> SUPPLIED TEXT

(begin)

So, with this understood, it should now become clearer how various operations actually work. This covers how the VDP knows when to process register writes, how it knows when data port writes need to be added to the FIFO, and how the external device knows when a read cache operation is complete and there's data waiting in the read buffer. Apart from DMA operations, this is everything you can do. With this information, you should be able to start to see some cases where you can break things:
-If you setup a read target in CD0-CD3, but set CD4, the calling device locks up if it attempts a data port read. This happens because you've actually flagged to the internal VDP state loop that the data is already cached, so the VDP never fetches any data from the read target. The calling device sees CD4 set when you read from the control port though, then tries to access the read buffer to read the cached data out. Unfortunately, unless the data is actually really cached in the read buffer when the caller accesses the read buffer, you get a lockup, because both of the data available state flags in the read buffer will be cleared right now, because they are cleared whenever a control or data port write occurs, and the calling device is stalled waiting for them to be set at this point.
-If you attempt a data port read when you wrote a valid read target, but you rewrite just the first half of the two-word read command to the command port, you'll also get a lockup, because the first half of a command port write sets CD4, and you now enter the same condition described above.
-If you setup a read target and perform a read, then perform a write to the data port and perform a read again, you'll get a lockup, since you've just set CD4 by doing a data port write, and the read cache operation will no longer run.
There are may more. A lot of them should be covered in that port access test ROM.

(end)

> REQUIRED TASKS
A. In the VDP text, rewrite the paragraph that begins "If you setup a read target in CD0-CD3" more briefly, keeping its main facts.
B. From the VDP text, copy word for word the part that begins at the words "-If you setup a read target and" and stops after "no longer run.".
The items after this text have no part in this work.

> SUPPLIED MATERIAL

(begin)

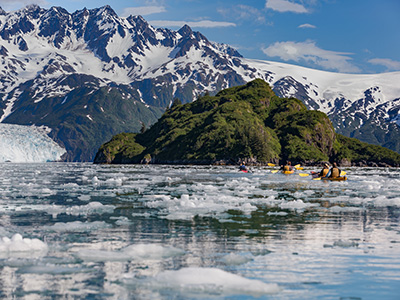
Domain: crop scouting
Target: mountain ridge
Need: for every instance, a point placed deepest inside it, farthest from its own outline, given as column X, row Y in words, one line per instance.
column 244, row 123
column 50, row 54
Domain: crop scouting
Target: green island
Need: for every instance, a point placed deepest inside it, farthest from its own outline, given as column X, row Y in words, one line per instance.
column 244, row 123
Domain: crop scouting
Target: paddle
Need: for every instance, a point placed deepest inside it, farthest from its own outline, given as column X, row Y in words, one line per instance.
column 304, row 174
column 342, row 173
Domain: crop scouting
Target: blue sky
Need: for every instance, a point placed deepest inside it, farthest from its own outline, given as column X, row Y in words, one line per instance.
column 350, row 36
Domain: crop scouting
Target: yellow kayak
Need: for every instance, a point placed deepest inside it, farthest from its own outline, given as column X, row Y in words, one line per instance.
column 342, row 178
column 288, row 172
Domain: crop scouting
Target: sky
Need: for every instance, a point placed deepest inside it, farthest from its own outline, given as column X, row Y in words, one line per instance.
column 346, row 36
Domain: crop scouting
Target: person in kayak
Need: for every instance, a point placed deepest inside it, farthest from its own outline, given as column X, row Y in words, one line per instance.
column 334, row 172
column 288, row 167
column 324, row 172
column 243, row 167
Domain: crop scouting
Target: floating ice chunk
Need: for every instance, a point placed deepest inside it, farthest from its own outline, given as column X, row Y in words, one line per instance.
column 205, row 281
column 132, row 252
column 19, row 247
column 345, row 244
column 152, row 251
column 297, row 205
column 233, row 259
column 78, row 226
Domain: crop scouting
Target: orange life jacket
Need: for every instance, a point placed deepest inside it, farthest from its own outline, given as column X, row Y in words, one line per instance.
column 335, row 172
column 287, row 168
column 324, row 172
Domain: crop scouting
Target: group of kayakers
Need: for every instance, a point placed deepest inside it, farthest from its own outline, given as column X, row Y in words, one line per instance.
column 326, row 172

(end)
(begin)

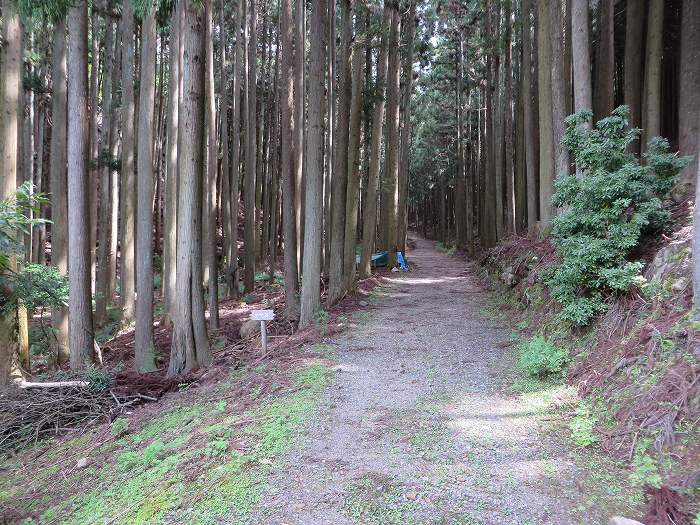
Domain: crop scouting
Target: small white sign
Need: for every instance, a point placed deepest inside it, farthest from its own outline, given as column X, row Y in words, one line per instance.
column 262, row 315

(end)

> ANSWERS BY TASK
A. If a read target is set up in CD0-CD3 but CD4 is also set, the calling device locks up when it tries a data port read. Setting CD4 tells the VDP's internal state loop that the data is already cached, so the VDP never fetches anything from the read target. The calling device sees CD4 set when it reads the control port and tries to read the cached data from the read buffer. Any control or data port write clears both of the read buffer's data available flags. Because no data was really cached, those flags stay cleared, and the calling device stalls waiting for them to be set.

B.
-If you setup a read target and perform a read, then perform a write to the data port and perform a read again, you'll get a lockup, since you've just set CD4 by doing a data port write, and the read cache operation will no longer run.